> **QUOTED TEXT**

Good won the Tasmanian Open in early 1976, winning a four-man playoff. He finished level with Stewart Ginn, Brian Jones and Ian Stanley. Ginn and Stanley were eliminated at the first extra hole and Good finally beat Jones at the fifth extra hole, making an eight-metre putt. In October, he came close to winning the South Coast Open. Leading after three rounds, he finished a stroke behind Barry Burgess and shared the runner-up place. At the end of the year, he was also runner-up in the Waikato Charity Classic in Hamilton, New Zealand, 7 shots behind John Lister.

In October 1977, Good won the New Zealand Airlines Open beating Bill Dunk, winning with a par at the first hole of a sudden-death playoff. The following week, he was runner-up in the CBA West Lakes Classic, five strokes behind Bob Shearer. At the end of the year, he played with Mike Cahill in the World Cup where they finished tied for 13th place.

=== Senior career ===
In December 1999, Good played in the European Senior Tour qualifying school in Turkey. He finished 6th, to earn a place on the tour for 2000. He finished tied for 6th in his first event, the Beko Classic, had 6 other top-10 finishes during the year, and finished the season 25th in the Order of Merit. He had considerable success on the tour from 2001 to 2004 finishing 4th, 15th, 10th and 6th in the Order of Merit in those four seasons. In those four years, he won twice, the 2001 Legends in Golf and the 2003 Tunisian Seniors Open, was runner-up 6 times and had 27 other top-10 finishes, earning over €600,000. He continued playing on the tour from 2005 to 2009 but with less success, having a further 6 top-10 finishes in those five seasons. He also had considerable success as a senior in Australian events.

==Professional wins (8)==
===PGA Tour of Australasia wins (2)===

| No. | Date | Tournament | Winning score | Margin of victory | Runners-up |
|---|---|---|---|---|---|
| 1 | 1 Feb 1976 | Tasmanian Open | −5 (73-70-68-72=283) | Playoff | AUS Stewart Ginn, AUS Brian Jones, AUS Ian Stanley |
| 2 | 11 Apr 1976 | Royal Fremantle Open | −9 (69-69-72-69=279) | 5 strokes | AUS Terry Gale, AUS Kel Nagle, AUS Graham Johnson, AUS Randall Vines |

PGA Tour of Australasia playoff record (1–0)

| No. | Year | Tournament | Opponents | Result |
|---|---|---|---|---|
| 1 | 1976 | Tasmanian Open | AUS Stewart Ginn, AUS Brian Jones, AUS Ian Stanley | Won with birdie on fifth extra hole Ginn and Stanley eliminated by par on first hole |

===New Zealand Golf Circuit wins (1)===

| No. | Date | Tournament | Winning score | Margin of victory | Runner-up |
|---|---|---|---|---|---|
| 1 | 23 Oct 1977 | Air New Zealand Shell Open | −2 (69-68-71-70=278) | Playoff | AUS Bill Dunk |

New Zealand Golf Circuit playoff record (1–0)

> **DATASET EXTRACT**
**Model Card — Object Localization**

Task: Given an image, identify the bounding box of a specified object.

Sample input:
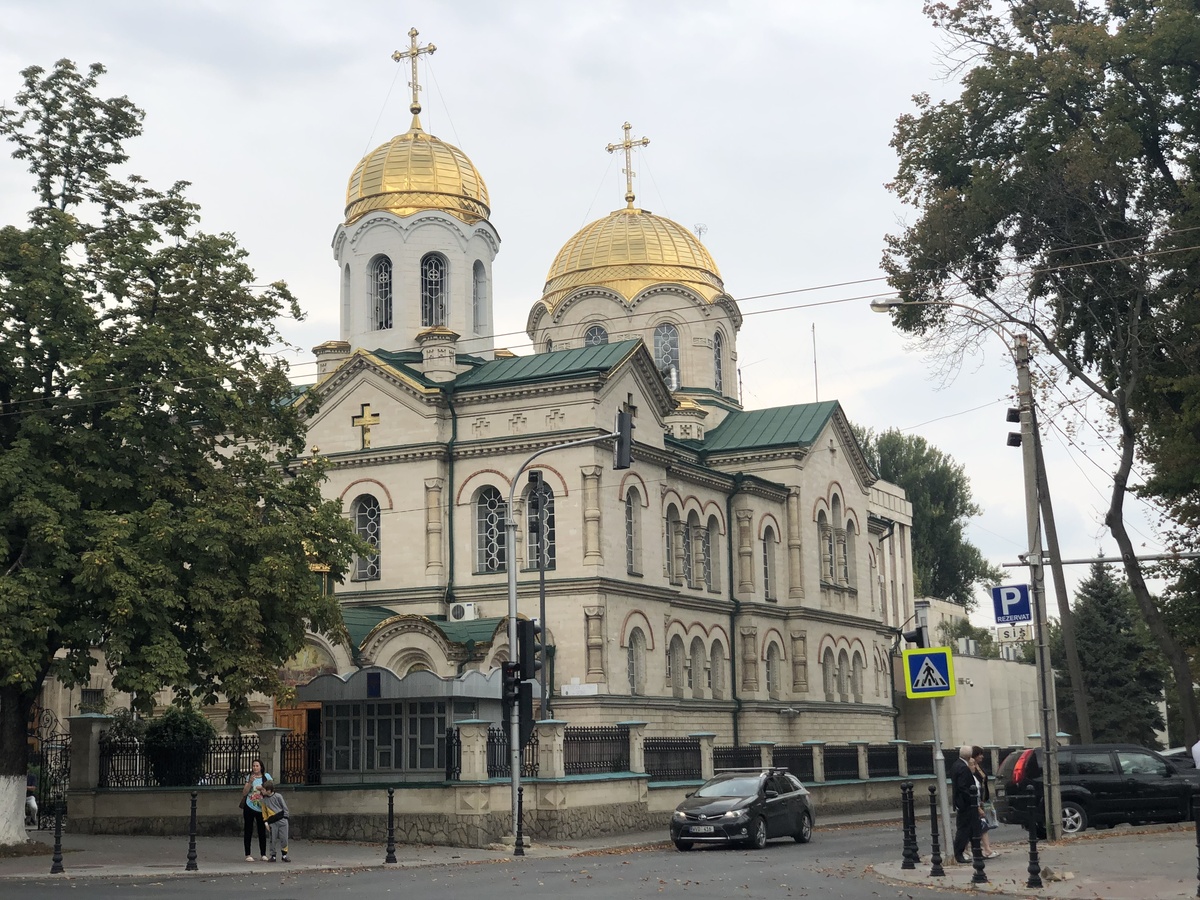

> **WRITTEN INSTRUCTION**
Could you continue the article on the golfer's career, starting right after its last line?

> **THE RESPONSE**
| No. | Year | Tournament | Opponent | Result |
|---|---|---|---|---|
| 1 | 1977 | Air New Zealand Shell Open | AUS Bill Dunk | Won with par on first extra hole |

===European Seniors Tour wins (2)===

| No. | Date | Tournament | Winning score | Margin of victory | Runner-up |
|---|---|---|---|---|---|
| 1 | 26 Aug 2001 | Legends in Golf | −9 (69-66-69=204) | Playoff | USA Jerry Bruner |
| 2 | 4 Oct 2003 | Tunisian Seniors Open | −18 (66-68-64=198) | 5 strokes | CHI Guillermo Encina |

European Seniors Tour playoff record (1–1)

| No. | Year | Tournament | Opponent | Result |
|---|---|---|---|---|
| 1 | 2001 | Bad Ragaz PGA Seniors Open | SCO David Huish | Lost to birdie on first extra hole |
| 2 | 2001 | Legends in Golf | USA Jerry Bruner | Won with birdie on first extra hole |

=== PGA of Australia Legends Tour wins (3)===
note: this list is probably incomplete
- 2016 "The Jack Harris & Brian Twite" Victorian PGA Seniors Foursomes Championship (with Lucien Tickler)
- 2017 Mainpower Legends Pro Am with Lamb & Hayward (with Colin Hunt), "The Jack Harris & Brian Twite" Victorian PGA Seniors Foursomes Championship (with Lucien Tickler)
Source:

==Results in major championships==

| Tournament | 1973 | 1974 | 1975 | 1976 | 1977 | 1978 |
|---|---|---|---|---|---|---|
| The Open Championship | T18 |  |  |  |  | T52 |

Note: Good only played in The Open Championship.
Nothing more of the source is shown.